**Exercise goal**
Restate the whole of the data below word for word, skipping the images.

**Source records**
>>>>

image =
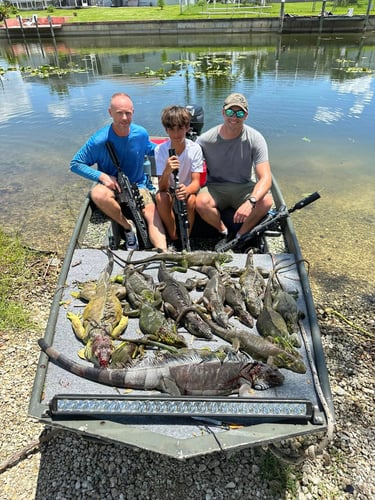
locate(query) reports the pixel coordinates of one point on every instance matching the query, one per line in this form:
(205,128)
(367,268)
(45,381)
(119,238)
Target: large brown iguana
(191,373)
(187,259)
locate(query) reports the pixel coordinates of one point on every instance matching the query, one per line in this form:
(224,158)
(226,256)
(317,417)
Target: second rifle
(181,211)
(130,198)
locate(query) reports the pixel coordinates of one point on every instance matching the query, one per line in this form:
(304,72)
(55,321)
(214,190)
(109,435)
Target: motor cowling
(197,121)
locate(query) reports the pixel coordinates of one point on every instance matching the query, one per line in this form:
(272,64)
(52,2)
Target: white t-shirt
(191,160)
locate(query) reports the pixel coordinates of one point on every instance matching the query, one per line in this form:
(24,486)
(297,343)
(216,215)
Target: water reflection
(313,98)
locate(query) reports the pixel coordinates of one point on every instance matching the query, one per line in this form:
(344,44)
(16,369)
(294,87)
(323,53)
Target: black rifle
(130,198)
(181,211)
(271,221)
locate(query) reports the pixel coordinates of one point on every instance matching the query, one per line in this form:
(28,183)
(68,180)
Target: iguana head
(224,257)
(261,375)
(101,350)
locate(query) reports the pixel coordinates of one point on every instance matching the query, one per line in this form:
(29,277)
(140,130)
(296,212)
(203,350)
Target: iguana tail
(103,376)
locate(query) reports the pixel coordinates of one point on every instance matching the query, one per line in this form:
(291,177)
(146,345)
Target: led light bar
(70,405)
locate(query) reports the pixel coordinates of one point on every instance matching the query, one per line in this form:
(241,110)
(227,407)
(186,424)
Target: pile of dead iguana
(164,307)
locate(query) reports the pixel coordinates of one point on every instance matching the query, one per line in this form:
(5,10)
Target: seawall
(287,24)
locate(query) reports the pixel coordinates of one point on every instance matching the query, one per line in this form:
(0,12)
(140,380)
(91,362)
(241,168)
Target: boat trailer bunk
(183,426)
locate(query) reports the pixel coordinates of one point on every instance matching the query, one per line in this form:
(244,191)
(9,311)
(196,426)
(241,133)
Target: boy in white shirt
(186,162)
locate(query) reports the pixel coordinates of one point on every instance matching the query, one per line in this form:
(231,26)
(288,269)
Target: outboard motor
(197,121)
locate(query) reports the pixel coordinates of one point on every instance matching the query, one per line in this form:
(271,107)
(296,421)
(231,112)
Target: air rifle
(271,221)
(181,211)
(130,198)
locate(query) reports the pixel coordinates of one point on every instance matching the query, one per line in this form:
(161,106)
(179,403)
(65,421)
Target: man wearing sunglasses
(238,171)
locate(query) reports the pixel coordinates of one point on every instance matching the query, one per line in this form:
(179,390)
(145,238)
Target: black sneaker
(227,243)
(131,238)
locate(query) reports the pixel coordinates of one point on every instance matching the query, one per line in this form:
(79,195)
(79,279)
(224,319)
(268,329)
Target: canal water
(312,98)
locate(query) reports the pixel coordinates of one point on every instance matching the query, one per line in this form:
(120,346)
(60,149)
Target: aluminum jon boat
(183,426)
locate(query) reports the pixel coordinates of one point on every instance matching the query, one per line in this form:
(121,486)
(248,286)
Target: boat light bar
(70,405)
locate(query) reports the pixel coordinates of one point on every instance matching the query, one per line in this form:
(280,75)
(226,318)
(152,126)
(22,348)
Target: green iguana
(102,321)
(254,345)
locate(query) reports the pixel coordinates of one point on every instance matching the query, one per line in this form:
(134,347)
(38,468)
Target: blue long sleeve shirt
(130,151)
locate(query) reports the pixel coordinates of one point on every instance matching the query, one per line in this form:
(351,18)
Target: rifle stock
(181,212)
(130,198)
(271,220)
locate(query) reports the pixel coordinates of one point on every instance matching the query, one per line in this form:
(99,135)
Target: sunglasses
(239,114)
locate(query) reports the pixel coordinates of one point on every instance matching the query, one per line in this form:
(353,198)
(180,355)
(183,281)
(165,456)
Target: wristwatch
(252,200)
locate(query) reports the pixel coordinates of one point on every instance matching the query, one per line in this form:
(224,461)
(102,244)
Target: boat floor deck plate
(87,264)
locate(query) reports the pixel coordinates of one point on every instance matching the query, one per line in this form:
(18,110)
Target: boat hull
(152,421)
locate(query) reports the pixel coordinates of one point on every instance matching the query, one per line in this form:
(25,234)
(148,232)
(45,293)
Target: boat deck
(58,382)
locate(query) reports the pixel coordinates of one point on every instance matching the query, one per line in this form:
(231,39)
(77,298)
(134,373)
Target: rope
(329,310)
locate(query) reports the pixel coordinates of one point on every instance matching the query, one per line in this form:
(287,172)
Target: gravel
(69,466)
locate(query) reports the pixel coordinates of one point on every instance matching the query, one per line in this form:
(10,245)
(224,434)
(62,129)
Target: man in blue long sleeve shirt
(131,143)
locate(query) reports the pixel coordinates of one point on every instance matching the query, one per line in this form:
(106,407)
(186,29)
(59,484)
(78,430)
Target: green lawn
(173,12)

<<<<

**Exercise result**
image =
locate(query) reports the pixel coordinates of one point on every instance matching the query, one per line in this form:
(205,128)
(367,268)
(45,381)
(119,238)
Target: large brown iguana
(191,373)
(187,259)
locate(query) reports the pixel coordinates of one point on every instance matching the query, one per line in this form:
(224,158)
(226,256)
(317,417)
Target: second rifle
(181,211)
(130,198)
locate(query) reports the pixel coordinates of one point on every instance matching the query, one per line in this form:
(304,72)
(55,321)
(214,190)
(109,435)
Target: motor cowling
(197,121)
locate(query) reports the pixel coordinates of one point on every instance matching the query, one per line in this form:
(272,64)
(52,2)
Target: white t-shirt
(191,160)
locate(query) reports the pixel coordinates of one point on every instance matching the query, one per line in this form:
(24,486)
(297,343)
(216,215)
Target: water reflection
(313,98)
locate(query) reports the pixel coordinates of one point on every instance matching the query, one per line in this form:
(344,44)
(16,369)
(294,87)
(323,53)
Target: black rifle
(130,198)
(181,211)
(271,221)
locate(query) reports the pixel coordinates of one point on every instance matching the query, one per line in this form:
(28,183)
(68,180)
Target: iguana head
(224,257)
(261,375)
(101,350)
locate(query) reports the pixel coordinates of one point on every instance matching the query, one per line in this form:
(29,277)
(140,130)
(296,212)
(203,350)
Target: iguana tail
(103,376)
locate(query) reports the pixel coordinates of one point on every instance matching the query, one per line in this form:
(291,177)
(146,345)
Target: led light bar
(70,405)
locate(query) reports the pixel coordinates of one point on every instance matching the query, one per line in this form:
(241,110)
(227,407)
(186,424)
Target: pile of dead iguana
(164,307)
locate(query) reports the pixel coordinates of one point on every instance matching the query, one per line in this form:
(5,10)
Target: seawall
(287,24)
locate(query) reports the pixel coordinates of one point on every instance matching the query, one per line in this form:
(0,12)
(140,380)
(91,362)
(241,168)
Target: boat trailer bunk
(183,426)
locate(query) reports the pixel coordinates of one point on every instance matching the query, one per line in this form:
(244,191)
(9,311)
(196,426)
(241,133)
Target: boy in white shirt
(186,162)
locate(query) reports the pixel coordinates of one point on every instance matching the query, one per line in this form:
(231,26)
(288,269)
Target: outboard motor
(197,121)
locate(query) reports the pixel coordinates of one point on every instance matching the query, one per line in this form:
(271,107)
(296,421)
(231,112)
Target: air rifle
(271,221)
(181,211)
(130,198)
locate(query) reports the pixel coordinates of one point on every instance matching the query, one per line in this form:
(161,106)
(179,403)
(65,421)
Target: man wearing sunglasses
(238,171)
locate(query) reports the pixel coordinates of one point on every instance matching the query, one per line in this form:
(179,390)
(145,238)
Target: black sneaker
(227,243)
(131,238)
locate(query) reports the pixel coordinates of one point on every instance matching the query, one per line in this form:
(79,195)
(79,279)
(224,319)
(268,329)
Target: canal water
(312,98)
locate(query) reports the pixel coordinates of one point on every instance matching the query, one per line in this form:
(120,346)
(60,149)
Target: aluminum jon boat
(183,426)
locate(query) reports the pixel coordinates of one point on every instance matching the query, one per line in this form:
(121,486)
(248,286)
Target: boat light bar
(70,405)
locate(query) reports the pixel coordinates of one point on every instance matching the query, one per line in this form:
(280,75)
(226,318)
(152,126)
(22,348)
Target: green iguana
(102,321)
(254,345)
locate(query) reports the pixel coordinates of one point on every instance matching the query, one per line in this form:
(134,347)
(38,468)
Target: blue long sleeve shirt
(130,151)
locate(query) reports the pixel coordinates of one point on every instance matching the query, one per line in this form:
(351,18)
Target: rifle stock
(181,212)
(130,198)
(271,220)
locate(query) reports the pixel coordinates of one point on every instance matching the query, one per line in this form:
(99,135)
Target: sunglasses
(239,114)
locate(query) reports the pixel coordinates of one point on every instance matching the query, one per line in this form:
(353,198)
(180,355)
(183,281)
(165,456)
Target: wristwatch
(252,200)
locate(query) reports the pixel coordinates of one point on every instance matching the query, one per line in this form:
(224,461)
(102,244)
Target: boat floor deck plate
(87,264)
locate(query) reports the pixel coordinates of one point on every instance matching the query, one per line in this form:
(18,110)
Target: boat hull
(152,421)
locate(query) reports the pixel coordinates of one point on every instance matching the query, one per line in this form:
(25,234)
(148,232)
(45,293)
Target: boat deck
(58,382)
locate(query) reports the pixel coordinates of one point on every instance matching the query, one per line in this form:
(231,39)
(77,298)
(134,373)
Target: rope
(329,310)
locate(query) reports the pixel coordinates of one point on every instance matching the query, one per line in this form:
(287,172)
Target: gravel
(69,466)
locate(query) reports the pixel coordinates of one point on every instance matching the query, one per line in this form:
(10,245)
(224,434)
(62,129)
Target: man in blue long sleeve shirt
(131,143)
locate(query) reports the pixel coordinates of one point on every instance matching the query, one per line in this form:
(106,407)
(186,29)
(59,484)
(78,430)
Target: green lawn
(173,12)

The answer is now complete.